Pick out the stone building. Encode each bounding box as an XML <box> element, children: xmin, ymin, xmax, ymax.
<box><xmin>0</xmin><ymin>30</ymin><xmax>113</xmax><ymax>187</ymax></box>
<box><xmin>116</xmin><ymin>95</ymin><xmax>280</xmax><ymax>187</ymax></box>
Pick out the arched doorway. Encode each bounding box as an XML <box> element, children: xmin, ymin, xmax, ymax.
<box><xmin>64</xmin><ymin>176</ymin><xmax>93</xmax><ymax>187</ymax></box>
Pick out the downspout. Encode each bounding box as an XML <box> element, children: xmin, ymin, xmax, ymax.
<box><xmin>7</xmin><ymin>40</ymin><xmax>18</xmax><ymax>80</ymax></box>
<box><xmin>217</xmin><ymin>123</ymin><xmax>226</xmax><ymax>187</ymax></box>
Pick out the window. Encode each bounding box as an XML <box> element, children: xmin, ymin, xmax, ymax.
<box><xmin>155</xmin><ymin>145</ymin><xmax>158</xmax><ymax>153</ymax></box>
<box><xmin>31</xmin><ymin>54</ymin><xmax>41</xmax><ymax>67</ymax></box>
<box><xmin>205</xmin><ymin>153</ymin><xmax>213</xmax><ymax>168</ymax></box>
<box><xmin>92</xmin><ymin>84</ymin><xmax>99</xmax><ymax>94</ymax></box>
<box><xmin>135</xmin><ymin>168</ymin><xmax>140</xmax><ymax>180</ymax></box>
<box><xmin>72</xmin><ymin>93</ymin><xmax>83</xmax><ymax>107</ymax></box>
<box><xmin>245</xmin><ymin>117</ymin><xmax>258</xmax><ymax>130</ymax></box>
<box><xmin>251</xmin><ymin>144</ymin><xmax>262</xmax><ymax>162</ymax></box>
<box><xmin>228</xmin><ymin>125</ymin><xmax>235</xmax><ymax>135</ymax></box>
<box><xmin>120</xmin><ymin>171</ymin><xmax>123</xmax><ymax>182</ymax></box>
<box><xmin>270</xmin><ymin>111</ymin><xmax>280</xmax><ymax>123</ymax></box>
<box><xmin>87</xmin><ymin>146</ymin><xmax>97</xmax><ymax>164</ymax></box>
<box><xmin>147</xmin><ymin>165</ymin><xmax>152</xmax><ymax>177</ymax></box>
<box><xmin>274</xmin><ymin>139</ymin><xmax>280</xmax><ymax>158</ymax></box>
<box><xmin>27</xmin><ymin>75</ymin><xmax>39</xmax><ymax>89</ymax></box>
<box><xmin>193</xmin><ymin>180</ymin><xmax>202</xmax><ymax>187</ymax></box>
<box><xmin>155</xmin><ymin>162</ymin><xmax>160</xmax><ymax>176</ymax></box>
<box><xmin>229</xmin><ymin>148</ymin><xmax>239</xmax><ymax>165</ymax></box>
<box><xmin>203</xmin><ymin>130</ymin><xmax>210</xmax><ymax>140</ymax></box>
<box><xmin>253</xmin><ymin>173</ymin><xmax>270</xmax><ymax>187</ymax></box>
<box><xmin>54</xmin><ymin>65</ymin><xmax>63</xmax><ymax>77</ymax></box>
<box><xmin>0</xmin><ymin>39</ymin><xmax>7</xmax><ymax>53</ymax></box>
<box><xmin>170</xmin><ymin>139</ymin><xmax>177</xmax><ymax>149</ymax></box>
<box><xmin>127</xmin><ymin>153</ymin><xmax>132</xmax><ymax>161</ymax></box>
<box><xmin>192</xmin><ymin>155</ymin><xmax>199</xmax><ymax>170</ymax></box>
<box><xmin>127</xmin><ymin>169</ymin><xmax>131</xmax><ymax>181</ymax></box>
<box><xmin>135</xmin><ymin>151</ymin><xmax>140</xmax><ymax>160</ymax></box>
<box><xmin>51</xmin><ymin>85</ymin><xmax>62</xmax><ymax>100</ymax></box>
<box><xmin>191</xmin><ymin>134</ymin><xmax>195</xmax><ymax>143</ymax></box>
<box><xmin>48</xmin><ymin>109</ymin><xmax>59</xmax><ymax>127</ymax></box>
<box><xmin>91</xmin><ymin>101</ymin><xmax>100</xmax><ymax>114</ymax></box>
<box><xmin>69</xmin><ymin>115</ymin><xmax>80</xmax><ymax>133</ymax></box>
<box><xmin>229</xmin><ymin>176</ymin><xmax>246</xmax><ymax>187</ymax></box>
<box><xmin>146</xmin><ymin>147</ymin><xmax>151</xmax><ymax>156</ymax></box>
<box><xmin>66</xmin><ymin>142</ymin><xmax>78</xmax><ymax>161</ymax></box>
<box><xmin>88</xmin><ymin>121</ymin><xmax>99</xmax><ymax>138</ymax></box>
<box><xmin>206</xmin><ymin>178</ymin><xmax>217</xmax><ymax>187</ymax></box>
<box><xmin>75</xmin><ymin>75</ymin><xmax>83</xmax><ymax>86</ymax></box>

= Required task =
Copy the listing from its first line through the line containing "Pick out the arched", substituting "brick" for "stone" and leaving everything else unchanged.

= Answer for the task =
Pick out the brick building. Encode each bounding box as an XML <box> element, children: xmin, ymin, xmax, ymax.
<box><xmin>0</xmin><ymin>30</ymin><xmax>113</xmax><ymax>187</ymax></box>
<box><xmin>116</xmin><ymin>95</ymin><xmax>280</xmax><ymax>187</ymax></box>
Pick out the arched doorway. Encode each bounding box as an XML <box> element, children: xmin, ymin, xmax, ymax.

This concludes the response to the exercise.